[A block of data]
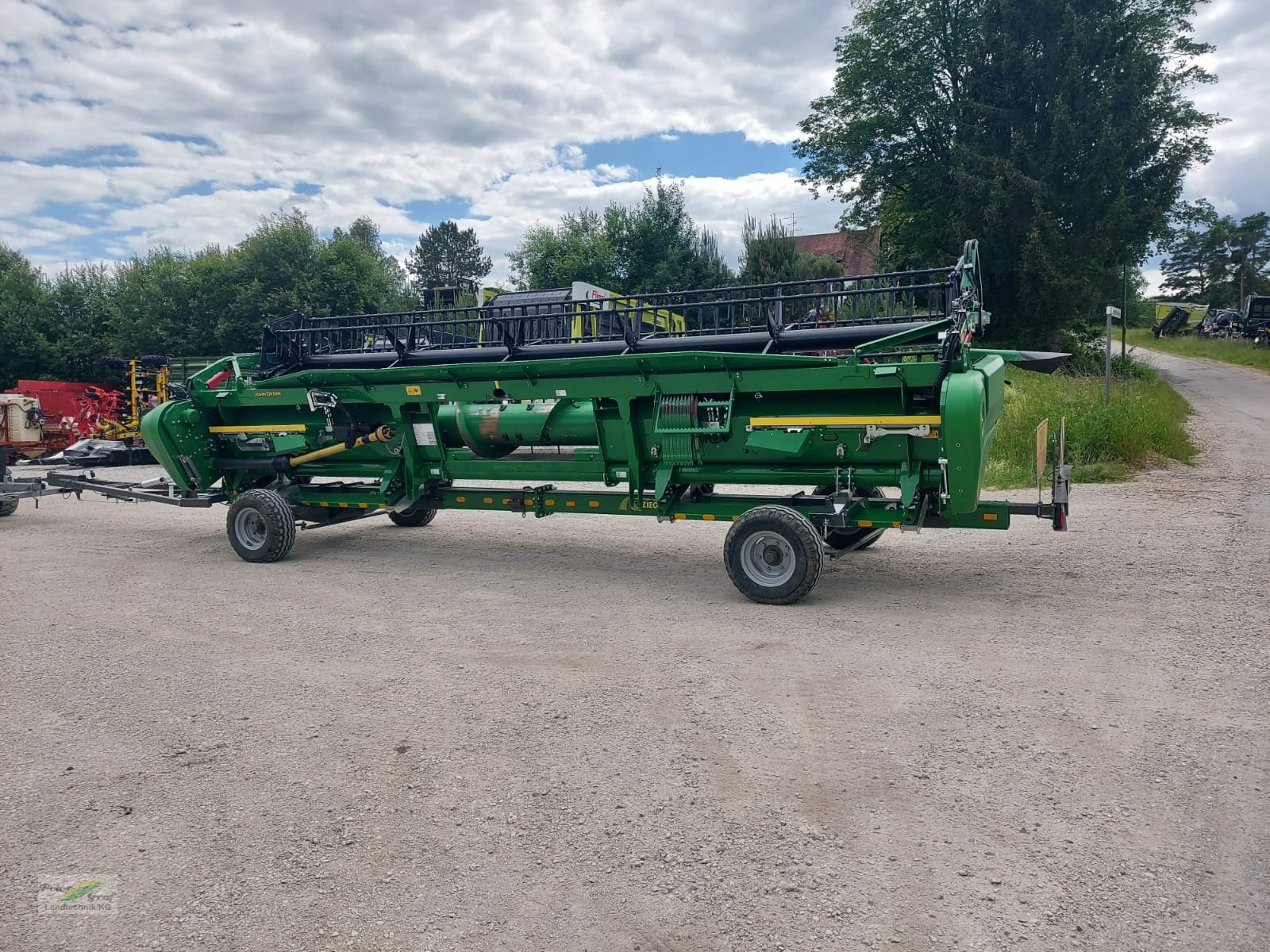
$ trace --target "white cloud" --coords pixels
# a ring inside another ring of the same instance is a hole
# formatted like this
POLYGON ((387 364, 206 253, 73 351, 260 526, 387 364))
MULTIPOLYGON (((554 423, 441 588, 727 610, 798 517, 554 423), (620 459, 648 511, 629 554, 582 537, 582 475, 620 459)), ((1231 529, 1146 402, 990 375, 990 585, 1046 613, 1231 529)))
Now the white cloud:
MULTIPOLYGON (((4 0, 0 241, 37 260, 230 244, 293 204, 324 230, 371 215, 405 250, 428 223, 408 206, 444 199, 471 203, 502 269, 535 221, 639 198, 636 162, 588 168, 591 143, 790 141, 850 17, 848 0, 4 0)), ((1267 208, 1270 22, 1219 0, 1196 34, 1222 80, 1199 102, 1232 122, 1187 193, 1267 208)), ((833 226, 795 178, 685 187, 734 255, 747 211, 833 226)))

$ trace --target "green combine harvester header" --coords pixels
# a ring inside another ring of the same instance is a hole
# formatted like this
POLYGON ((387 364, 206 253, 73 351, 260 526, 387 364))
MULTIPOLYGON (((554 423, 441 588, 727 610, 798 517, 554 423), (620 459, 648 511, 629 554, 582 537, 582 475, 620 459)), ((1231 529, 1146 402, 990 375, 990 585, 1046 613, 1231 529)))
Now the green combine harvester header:
POLYGON ((942 269, 584 306, 583 321, 541 294, 292 315, 145 416, 174 485, 51 481, 229 503, 230 542, 253 562, 283 559, 297 523, 381 513, 724 522, 729 576, 768 604, 886 529, 1005 529, 1012 514, 1066 528, 1058 439, 1052 501, 980 498, 1006 363, 1048 372, 1066 355, 972 345, 988 321, 974 242, 942 269))

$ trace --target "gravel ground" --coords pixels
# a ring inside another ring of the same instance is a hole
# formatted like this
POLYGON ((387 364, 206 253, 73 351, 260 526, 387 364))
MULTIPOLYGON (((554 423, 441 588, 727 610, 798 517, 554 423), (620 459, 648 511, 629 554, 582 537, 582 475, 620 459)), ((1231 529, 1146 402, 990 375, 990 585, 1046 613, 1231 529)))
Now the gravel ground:
MULTIPOLYGON (((805 602, 725 527, 0 523, 5 949, 1264 949, 1270 377, 1072 531, 888 533, 805 602), (108 876, 114 915, 37 913, 108 876)), ((1026 495, 1026 494, 1025 494, 1026 495)))

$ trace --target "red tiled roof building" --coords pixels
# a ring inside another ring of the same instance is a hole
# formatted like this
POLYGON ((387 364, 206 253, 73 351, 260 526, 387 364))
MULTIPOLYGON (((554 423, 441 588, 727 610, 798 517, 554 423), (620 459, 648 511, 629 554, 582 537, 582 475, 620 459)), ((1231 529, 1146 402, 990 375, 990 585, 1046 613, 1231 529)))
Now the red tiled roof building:
POLYGON ((879 228, 831 231, 824 235, 795 235, 794 249, 799 254, 832 258, 842 265, 842 274, 847 277, 878 270, 880 241, 879 228))

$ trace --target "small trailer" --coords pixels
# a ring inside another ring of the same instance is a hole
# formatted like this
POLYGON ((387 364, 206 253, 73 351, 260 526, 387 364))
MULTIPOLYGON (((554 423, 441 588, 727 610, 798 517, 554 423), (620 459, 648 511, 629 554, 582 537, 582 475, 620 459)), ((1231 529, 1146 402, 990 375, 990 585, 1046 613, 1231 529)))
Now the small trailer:
POLYGON ((582 340, 549 303, 281 319, 142 419, 170 484, 57 485, 227 503, 250 562, 284 559, 297 524, 380 513, 723 522, 729 578, 768 604, 885 532, 1067 528, 1062 428, 1039 435, 1049 501, 980 498, 1007 362, 1067 355, 974 345, 989 315, 973 241, 946 268, 626 298, 582 340))

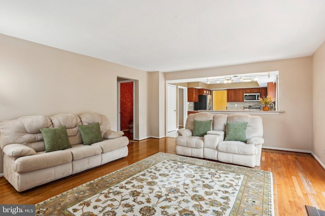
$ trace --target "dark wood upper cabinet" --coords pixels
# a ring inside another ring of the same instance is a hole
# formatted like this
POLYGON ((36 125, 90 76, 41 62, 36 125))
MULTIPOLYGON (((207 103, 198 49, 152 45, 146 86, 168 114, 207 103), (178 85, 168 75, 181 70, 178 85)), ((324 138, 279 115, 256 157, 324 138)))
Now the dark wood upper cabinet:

• [WHAT TO PRODUCE] Omitting all images, retype each line of the records precisely.

• [COMPLETE ANSWER]
$ trace --target "white cloud" --coords pixels
# a ring inside another ring of the same instance is a hole
# formatted like this
POLYGON ((387 364, 206 253, 73 351, 260 526, 387 364))
MULTIPOLYGON (((554 423, 441 588, 727 610, 798 517, 554 423), (620 459, 648 511, 629 554, 582 537, 582 475, 620 459)), ((1231 529, 1146 402, 990 375, 990 585, 1046 613, 1231 529)))
Now the white cloud:
MULTIPOLYGON (((4 0, 0 241, 37 260, 230 244, 293 204, 324 230, 371 215, 405 250, 428 223, 408 206, 444 199, 471 203, 502 269, 535 221, 639 198, 636 162, 588 168, 591 143, 790 141, 850 17, 848 0, 4 0)), ((1267 208, 1270 22, 1219 0, 1196 34, 1222 80, 1199 102, 1232 122, 1187 193, 1267 208)), ((833 226, 795 178, 685 187, 734 255, 747 211, 833 226)))

$ trace --target "green combine harvester header" --coords pixels
# a ring inside another ring of the same instance is a hole
# formatted like this
POLYGON ((387 364, 206 253, 73 351, 260 526, 387 364))
MULTIPOLYGON (((554 423, 441 588, 727 610, 798 517, 554 423), (620 459, 648 511, 629 554, 582 537, 582 475, 620 459)), ((1231 529, 1146 402, 990 375, 990 585, 1046 613, 1231 529)))
Now the green combine harvester header:
POLYGON ((942 269, 584 306, 583 321, 541 294, 292 315, 145 416, 174 485, 51 481, 229 503, 230 542, 253 562, 283 559, 297 523, 381 513, 724 522, 729 576, 768 604, 886 529, 1005 529, 1012 514, 1066 528, 1058 439, 1052 501, 980 498, 1006 363, 1048 372, 1066 355, 972 345, 988 321, 974 242, 942 269))

$ trace --target "gravel ground" --coords pixels
# a ring inside another ring of the same instance is a hole
# formatted like this
POLYGON ((387 364, 206 253, 73 351, 260 526, 387 364))
MULTIPOLYGON (((554 423, 441 588, 727 610, 798 517, 554 423), (620 459, 648 511, 629 554, 582 537, 582 475, 620 459)), ((1231 529, 1146 402, 990 375, 990 585, 1046 613, 1231 529)))
Now the gravel ground:
MULTIPOLYGON (((805 602, 725 527, 0 523, 5 949, 1264 949, 1270 377, 1072 531, 888 533, 805 602), (108 876, 114 915, 37 913, 108 876)), ((1026 495, 1026 494, 1025 494, 1026 495)))

$ trace --target "red tiled roof building" --coords pixels
# a ring inside another ring of the same instance is a hole
# formatted like this
POLYGON ((387 364, 206 253, 73 351, 260 526, 387 364))
MULTIPOLYGON (((554 423, 441 588, 727 610, 798 517, 554 423), (620 459, 648 511, 629 554, 582 537, 582 475, 620 459)), ((1231 529, 1146 402, 990 375, 990 585, 1046 613, 1231 529)))
Now the red tiled roof building:
POLYGON ((879 228, 831 231, 824 235, 795 235, 794 249, 799 254, 832 258, 842 265, 842 274, 847 277, 878 270, 880 241, 879 228))

$ trace --target "small trailer" --coords pixels
# a ring inside another ring of the same instance is a hole
# formatted like this
POLYGON ((387 364, 206 253, 73 351, 260 526, 387 364))
MULTIPOLYGON (((554 423, 441 588, 727 610, 798 517, 554 423), (620 459, 648 511, 629 554, 582 537, 582 475, 620 459)), ((1231 529, 1146 402, 990 375, 990 585, 1046 613, 1231 529)))
Now the small trailer:
POLYGON ((582 340, 549 303, 281 319, 142 419, 170 484, 57 485, 227 503, 250 562, 284 559, 297 524, 380 513, 723 522, 729 578, 768 604, 885 532, 1067 528, 1062 428, 1039 435, 1049 501, 980 498, 1007 362, 1067 355, 974 345, 989 315, 973 241, 946 268, 626 298, 582 340))

$ trace --target "dark wood upper cabinet" --coords pixels
# a ring inside another ring of the same instance is a hole
# formatted like this
POLYGON ((36 125, 90 76, 41 62, 36 125))
MULTIPOLYGON (((207 103, 198 49, 152 45, 146 86, 168 114, 207 103), (178 85, 168 75, 181 70, 178 85)), ((324 138, 279 115, 256 157, 324 138)))
Now the dark wood upper cabinet:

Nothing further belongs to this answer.